## Reading passage
"string" Implementation in Text.Parser.Char

247 Views Asked by At

First, just some quick context. I'm going through the Haskell Programming From First Principles book, and ran into the following exercise.

Try writing a Parser that does what string does, but using char.

I couldn't figure it out, so I checked out the source for the implementation. I'm currently trying to wrap my head around it. Here it is:

class Parsing m => CharParsing m where
    -- etc.
    string :: CharParsing m => String -> m String
    string s = s <$ try (traverse_ char s) <?> show s

My questions are as follows, from most to least specific.

  1. Why is show necessary?

  2. Why is s <$ necessary? Doesn't traverse char s <?> s work the same? In other words, why do we throw away the results of the traversal?

## List of tasks
(1) In the forum thread, list the functions that are called on the right-hand side of the line that defines `string s`. Leave out the operators.
(2) Return every line of the listing that contains the string "arched". Case counts.

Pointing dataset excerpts
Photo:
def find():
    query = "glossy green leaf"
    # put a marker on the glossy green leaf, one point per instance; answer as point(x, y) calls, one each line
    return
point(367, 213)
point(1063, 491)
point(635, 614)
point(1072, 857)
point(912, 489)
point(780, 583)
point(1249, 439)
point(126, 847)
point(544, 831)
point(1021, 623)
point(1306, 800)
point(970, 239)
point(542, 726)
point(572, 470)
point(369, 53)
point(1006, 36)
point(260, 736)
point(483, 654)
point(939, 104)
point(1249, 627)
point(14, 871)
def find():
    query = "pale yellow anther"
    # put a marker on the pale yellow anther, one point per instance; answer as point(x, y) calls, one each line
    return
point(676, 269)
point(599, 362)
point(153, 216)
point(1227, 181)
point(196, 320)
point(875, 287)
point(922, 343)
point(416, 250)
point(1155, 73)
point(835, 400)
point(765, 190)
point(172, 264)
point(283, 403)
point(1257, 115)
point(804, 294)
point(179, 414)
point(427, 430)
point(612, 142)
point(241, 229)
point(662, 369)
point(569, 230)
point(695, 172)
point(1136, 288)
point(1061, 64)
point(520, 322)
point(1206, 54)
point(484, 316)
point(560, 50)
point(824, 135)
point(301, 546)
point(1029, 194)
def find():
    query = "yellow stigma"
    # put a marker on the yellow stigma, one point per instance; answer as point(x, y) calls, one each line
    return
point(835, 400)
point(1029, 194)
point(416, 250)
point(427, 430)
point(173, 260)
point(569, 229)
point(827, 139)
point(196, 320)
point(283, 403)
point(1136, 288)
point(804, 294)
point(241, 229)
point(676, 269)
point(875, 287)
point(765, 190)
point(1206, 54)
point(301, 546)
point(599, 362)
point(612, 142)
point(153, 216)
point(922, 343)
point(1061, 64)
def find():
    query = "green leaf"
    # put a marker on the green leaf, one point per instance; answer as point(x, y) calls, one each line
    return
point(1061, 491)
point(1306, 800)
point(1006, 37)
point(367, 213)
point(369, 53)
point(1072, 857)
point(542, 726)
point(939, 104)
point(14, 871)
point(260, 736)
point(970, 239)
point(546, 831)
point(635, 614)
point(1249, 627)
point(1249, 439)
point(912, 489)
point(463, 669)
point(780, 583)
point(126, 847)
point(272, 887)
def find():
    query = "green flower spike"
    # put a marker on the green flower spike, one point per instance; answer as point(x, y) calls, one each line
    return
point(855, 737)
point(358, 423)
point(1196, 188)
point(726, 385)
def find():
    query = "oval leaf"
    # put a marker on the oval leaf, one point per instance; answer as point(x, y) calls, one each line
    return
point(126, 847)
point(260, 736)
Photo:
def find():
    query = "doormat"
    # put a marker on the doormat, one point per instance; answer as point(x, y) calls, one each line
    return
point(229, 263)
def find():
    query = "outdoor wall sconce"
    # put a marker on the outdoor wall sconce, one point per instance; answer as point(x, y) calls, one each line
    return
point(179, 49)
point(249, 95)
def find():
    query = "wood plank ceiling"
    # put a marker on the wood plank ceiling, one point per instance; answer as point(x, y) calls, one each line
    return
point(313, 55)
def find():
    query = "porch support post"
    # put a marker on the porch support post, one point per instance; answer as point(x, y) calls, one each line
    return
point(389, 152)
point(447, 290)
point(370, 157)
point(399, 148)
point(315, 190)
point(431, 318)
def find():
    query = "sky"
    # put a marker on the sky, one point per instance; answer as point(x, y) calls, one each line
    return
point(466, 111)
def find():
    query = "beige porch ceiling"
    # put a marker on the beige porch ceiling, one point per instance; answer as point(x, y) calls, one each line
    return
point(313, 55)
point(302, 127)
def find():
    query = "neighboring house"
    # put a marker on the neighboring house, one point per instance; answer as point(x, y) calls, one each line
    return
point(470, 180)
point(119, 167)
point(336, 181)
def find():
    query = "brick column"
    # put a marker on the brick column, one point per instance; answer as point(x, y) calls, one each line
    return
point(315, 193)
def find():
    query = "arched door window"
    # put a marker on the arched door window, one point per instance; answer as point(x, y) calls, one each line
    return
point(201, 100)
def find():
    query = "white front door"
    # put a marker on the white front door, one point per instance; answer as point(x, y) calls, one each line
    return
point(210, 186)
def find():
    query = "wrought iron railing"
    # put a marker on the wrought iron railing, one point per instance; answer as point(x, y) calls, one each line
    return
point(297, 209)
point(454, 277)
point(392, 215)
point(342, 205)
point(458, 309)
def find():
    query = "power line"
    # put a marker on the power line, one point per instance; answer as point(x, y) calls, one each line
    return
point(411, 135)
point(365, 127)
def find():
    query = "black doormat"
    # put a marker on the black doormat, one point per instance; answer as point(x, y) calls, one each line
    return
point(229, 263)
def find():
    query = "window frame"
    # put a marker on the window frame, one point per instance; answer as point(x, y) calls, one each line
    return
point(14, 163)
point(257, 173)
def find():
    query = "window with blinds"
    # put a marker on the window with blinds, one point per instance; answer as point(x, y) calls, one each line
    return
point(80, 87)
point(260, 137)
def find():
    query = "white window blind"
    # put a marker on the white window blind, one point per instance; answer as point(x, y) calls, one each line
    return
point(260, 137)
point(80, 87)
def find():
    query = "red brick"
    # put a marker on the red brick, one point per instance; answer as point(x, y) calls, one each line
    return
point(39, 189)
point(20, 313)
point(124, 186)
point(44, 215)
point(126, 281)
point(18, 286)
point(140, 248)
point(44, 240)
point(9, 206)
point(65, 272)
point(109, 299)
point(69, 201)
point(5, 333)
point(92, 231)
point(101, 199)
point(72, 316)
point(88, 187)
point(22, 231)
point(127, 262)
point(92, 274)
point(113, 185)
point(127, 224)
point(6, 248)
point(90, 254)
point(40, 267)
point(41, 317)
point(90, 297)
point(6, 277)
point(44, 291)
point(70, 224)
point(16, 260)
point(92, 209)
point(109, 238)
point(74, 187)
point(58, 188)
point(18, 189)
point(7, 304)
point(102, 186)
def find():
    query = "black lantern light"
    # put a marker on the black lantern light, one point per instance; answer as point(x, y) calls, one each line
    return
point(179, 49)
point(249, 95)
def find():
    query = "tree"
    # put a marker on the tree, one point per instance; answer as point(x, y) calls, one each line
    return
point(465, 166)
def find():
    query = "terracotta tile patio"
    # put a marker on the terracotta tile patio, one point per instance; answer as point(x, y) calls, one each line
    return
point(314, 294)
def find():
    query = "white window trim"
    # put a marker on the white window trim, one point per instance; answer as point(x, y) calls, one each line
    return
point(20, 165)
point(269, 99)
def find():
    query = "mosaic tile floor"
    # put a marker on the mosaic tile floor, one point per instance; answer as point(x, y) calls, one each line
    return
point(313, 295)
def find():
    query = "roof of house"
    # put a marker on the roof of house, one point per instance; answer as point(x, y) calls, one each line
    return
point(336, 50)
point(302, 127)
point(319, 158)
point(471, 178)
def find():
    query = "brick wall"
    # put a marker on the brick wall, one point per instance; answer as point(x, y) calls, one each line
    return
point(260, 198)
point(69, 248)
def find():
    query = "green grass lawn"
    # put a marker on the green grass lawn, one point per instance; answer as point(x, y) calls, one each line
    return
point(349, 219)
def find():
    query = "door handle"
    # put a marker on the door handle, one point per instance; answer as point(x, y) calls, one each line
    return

## Worked solutions
(1)
try
traverse_
char
show

(2)
    query = "arched door window"
    # put a marker on the arched door window, one point per instance; answer as point(x, y) calls, one each line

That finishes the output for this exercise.